## start Supplied entries

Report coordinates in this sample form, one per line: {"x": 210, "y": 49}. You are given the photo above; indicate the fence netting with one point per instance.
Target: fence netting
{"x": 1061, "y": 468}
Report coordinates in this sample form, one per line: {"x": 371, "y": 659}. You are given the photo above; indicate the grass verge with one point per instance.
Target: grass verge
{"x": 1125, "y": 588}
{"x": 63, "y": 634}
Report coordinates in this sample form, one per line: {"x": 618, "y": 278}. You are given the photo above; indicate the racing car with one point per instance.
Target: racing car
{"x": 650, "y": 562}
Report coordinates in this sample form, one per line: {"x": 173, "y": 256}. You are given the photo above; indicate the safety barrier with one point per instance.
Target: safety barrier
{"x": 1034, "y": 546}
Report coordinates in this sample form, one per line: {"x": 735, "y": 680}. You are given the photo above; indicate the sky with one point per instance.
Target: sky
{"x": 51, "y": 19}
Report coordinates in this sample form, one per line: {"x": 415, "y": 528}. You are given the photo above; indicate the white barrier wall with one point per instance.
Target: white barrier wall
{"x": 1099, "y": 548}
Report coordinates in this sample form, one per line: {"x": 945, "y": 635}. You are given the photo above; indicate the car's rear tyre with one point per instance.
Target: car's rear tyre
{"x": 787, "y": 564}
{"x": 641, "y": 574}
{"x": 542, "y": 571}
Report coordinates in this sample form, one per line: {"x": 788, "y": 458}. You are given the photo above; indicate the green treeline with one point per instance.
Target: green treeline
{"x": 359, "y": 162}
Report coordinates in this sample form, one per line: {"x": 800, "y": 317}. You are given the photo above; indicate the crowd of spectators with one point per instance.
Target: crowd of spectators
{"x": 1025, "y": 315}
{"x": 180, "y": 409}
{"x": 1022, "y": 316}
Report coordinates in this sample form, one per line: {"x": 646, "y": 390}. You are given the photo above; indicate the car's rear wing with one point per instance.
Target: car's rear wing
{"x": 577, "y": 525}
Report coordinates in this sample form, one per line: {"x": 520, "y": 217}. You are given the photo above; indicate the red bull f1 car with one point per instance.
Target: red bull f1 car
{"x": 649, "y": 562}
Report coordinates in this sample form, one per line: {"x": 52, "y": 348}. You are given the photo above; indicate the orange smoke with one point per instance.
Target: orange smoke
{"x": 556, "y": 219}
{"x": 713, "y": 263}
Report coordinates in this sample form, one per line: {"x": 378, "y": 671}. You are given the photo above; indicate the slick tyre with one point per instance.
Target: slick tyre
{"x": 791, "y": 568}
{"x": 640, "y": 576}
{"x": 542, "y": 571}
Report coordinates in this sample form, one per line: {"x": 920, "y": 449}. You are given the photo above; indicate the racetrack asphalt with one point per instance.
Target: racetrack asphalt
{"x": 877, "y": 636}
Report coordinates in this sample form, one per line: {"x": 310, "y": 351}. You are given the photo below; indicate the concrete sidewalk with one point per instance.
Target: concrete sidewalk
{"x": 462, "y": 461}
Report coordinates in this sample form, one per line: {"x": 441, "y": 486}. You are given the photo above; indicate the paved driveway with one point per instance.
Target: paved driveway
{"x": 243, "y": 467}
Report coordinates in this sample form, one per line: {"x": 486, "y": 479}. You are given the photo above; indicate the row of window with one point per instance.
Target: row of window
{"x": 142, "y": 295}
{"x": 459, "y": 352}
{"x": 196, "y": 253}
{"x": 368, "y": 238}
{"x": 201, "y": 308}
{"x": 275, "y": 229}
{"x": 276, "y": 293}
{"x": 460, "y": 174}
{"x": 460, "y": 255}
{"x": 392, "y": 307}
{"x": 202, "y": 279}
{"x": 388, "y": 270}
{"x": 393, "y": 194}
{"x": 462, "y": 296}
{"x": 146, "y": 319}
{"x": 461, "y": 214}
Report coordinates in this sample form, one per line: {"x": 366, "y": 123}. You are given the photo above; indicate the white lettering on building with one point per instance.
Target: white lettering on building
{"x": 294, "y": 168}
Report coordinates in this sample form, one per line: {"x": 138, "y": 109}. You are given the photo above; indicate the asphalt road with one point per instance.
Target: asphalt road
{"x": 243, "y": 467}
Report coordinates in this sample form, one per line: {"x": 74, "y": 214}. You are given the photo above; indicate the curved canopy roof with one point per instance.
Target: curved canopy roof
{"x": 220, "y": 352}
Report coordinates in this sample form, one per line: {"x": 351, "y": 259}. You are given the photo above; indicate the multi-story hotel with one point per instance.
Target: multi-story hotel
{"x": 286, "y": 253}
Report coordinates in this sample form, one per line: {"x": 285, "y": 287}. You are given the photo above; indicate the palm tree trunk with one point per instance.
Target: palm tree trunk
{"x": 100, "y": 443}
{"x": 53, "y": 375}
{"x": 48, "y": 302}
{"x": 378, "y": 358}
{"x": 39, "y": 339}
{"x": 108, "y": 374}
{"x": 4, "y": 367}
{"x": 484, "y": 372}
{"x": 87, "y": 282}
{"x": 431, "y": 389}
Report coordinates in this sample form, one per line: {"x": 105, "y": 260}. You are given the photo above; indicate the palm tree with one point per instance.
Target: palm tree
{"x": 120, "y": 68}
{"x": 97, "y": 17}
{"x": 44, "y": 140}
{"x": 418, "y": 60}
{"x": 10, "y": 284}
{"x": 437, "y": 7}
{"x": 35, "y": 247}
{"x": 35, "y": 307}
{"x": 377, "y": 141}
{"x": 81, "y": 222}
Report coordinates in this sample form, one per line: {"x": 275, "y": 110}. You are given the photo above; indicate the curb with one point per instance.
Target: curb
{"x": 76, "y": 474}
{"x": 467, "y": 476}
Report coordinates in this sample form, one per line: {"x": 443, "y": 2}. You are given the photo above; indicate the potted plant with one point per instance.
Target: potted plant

## end Supplied entries

Set exercise: Retype, exactly and only, the lines running from the one with "tree with one point per instance." through the final line of the listing above.

Correct answer:
Report coordinates in this sample form, one per line: {"x": 105, "y": 260}. You are given the photo above; indicate the palm tree with one point per instance.
Target: palm tree
{"x": 120, "y": 68}
{"x": 97, "y": 17}
{"x": 44, "y": 140}
{"x": 418, "y": 60}
{"x": 10, "y": 284}
{"x": 437, "y": 7}
{"x": 35, "y": 247}
{"x": 35, "y": 307}
{"x": 377, "y": 141}
{"x": 81, "y": 222}
Report coordinates in this sample form, one per line: {"x": 275, "y": 110}. You are given the photo above; indicate the curb with one point per instance.
Target: curb
{"x": 76, "y": 474}
{"x": 467, "y": 476}
Report coordinates in this sample form, one per line: {"x": 443, "y": 2}. You are given the photo above; indicate the potted plant with one point per instance.
Target: potted plant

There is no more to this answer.